> _To do_: Please continue the passage on 802.11 signal metrics and Fresnel Zone clearance, picking up right after its final sentence.

In summary, to an RF chipset engineer, the "noise" might be the background noise within the circuit of the chipset, while, to an 802.11 administrator, "noise" might be the ambient, non-802.11, RF energy in the environment. To avoid a double-use of the term "noise" and "signal to noise ratio," we propose the term, "interference" to refer to the ambient, RF energy in the environment, and the term, "signal to interference ratio," or "SIR," to refer to the strength of the signal relative to the ambient, RF energy in the environment. This leaves "noise" and "SNR" to refer exclusively to the thermal noise within the chipset and avoids confusion when 802.11 administrators talk to RF engineers or electrical engineers. Finally, bear in mind that SIR is probably not what the card is measuring when it reports "signal quality," even though it's common to (incorrectly) equate signal quality with SIR.

This topic is discussed in more depth in Connect802's paper, "You Believe You Understand What You Think I Said -- The Truth About 802.11 Signal and Noise Metrics," available from our white papers page.

 Technology and Engineering

Line-of-Sight and Fresnel Zone Clearance

The Fresnel Zone can be conceptualized as a football-shaped or oval-shaped volume of space centered around the line of sight between any two RF antennas. RF energy propagates through space in such a way that any obstruction of the Fresnel Zone will affect the signal, even if the line of sight remains clear. This is contrary to most untrained people's intuition, which would suggest that if the line of sight is clear from one antenna to the other, everything should be fine.

In fact, there are multiple "Fresnel Zones" and, in common discussion, the term "Fresnel Zone" is used to refer to the 1st Fresnel Zone. It's this zone that can cause the most dramatic problems if it's more than 40% obstructed. This zone also has the largest radius.

	The 1st Fresnel Zone is a football-shaped valume of space centered around the line of sight between any two RF antennas. The picture depicts not only this Fresnel Zone, but a number of other antenna characteristics that are described fully on the Antenna System Designer page.

The reasons for the Fresnel Zone are complex and require an understanding of some basic physics. But at a basic level, the WLAN engineer doesn't need to understand the reasons for the Fresnel Zone. All he or she needs to know is how to make sure that the Frenel Zone is unobstructed.

The size of the Fresnel Zone depends on just two factors: the wavelength of the signal and the distance between the two antennas. Formulae for the size of the Fresnel Zone typically express the result as the radius of a circle that has the line of sight between the two antennas running directly through the center of the circle, like a pencil stuck through a plate. The Fresnel Zone radius is smallest at the two antennas and grows to its maximum at a point halfway between them, resulting in an oval or "football" shape.

Coordinate annotation lines:
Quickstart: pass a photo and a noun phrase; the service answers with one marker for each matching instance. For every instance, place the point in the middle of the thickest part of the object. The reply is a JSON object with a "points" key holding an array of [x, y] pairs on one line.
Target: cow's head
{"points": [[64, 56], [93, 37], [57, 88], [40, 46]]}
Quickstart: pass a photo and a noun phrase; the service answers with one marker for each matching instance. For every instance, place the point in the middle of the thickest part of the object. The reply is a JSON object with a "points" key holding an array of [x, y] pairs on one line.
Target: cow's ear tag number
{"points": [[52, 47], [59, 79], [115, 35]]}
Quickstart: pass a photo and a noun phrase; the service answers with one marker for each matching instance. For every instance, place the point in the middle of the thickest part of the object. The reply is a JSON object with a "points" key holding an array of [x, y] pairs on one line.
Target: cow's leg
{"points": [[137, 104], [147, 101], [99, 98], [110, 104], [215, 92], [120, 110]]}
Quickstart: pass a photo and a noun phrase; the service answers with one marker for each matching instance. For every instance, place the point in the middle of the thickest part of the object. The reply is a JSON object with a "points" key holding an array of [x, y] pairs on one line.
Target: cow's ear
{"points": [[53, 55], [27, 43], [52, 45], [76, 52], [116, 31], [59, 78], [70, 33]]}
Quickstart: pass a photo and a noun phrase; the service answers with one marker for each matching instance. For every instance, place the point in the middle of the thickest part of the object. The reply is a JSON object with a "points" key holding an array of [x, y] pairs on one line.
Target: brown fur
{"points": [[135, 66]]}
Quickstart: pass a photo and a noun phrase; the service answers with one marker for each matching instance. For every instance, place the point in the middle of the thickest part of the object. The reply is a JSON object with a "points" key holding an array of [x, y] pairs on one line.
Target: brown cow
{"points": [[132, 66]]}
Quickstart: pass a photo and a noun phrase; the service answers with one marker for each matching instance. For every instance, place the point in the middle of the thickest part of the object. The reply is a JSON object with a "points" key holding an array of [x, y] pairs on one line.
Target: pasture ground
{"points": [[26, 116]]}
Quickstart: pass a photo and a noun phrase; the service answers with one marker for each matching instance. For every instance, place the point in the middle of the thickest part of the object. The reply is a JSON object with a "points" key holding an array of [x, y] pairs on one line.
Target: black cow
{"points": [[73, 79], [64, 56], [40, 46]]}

> _Answer for the task_:
A common guideline states that the Fresnel Zone must be at least 60% clear in order to have a viable radio link. For example, if the Fresnel Zone between two antennas had a radius of 10 feet at the midpoint between the two antennas, the antennas would have to be at least 6 feet above any obstruction at the midpoint to clear the Fresnel Zone. Of course, obstructions can occur at any point between the two antennas, not just the midpoint, and the Fresnel Zone size changes as you get closer or further from the midpoint, so determining whether the Fresnel Zone is clear can be challenging. Connect802's RF system designer simplifies this task by performing the requisite calculations automatically.

You can use the free Connect802 Antenna System Designer to calculate the size of the Fresnel Zone, along with a large number of other antenna installation and radio range characteristics. While the calculation of the Fresnel Zone is relatively simple, in practice, it can be easy to overlook its effects. For example, imagine two buildings that are 1,500 feet away from each other with a third building in between. All buildings are equal height with flat roofs. An inexperienced RF engineer might assume that the clear line of sight between the two outside buildings would guarantee good RF signal, but if the antennas are mounted too low, the third building will impinge on the Fresnel Zone between them, destroying the link. For a 1,500 foot link at 2.4 GHz, the Fresnel Zone is about 10 feet in radius at the midpoint. This means that the two antennas would have to be mounted at least six feet above the plane of the roofs in order to have the Fresnel Zone be 60% clear and have a viable link. Ideally, the antennas would be at least 10 feet above the plane of the roofs, giving 100% Fresnel Zone clearance.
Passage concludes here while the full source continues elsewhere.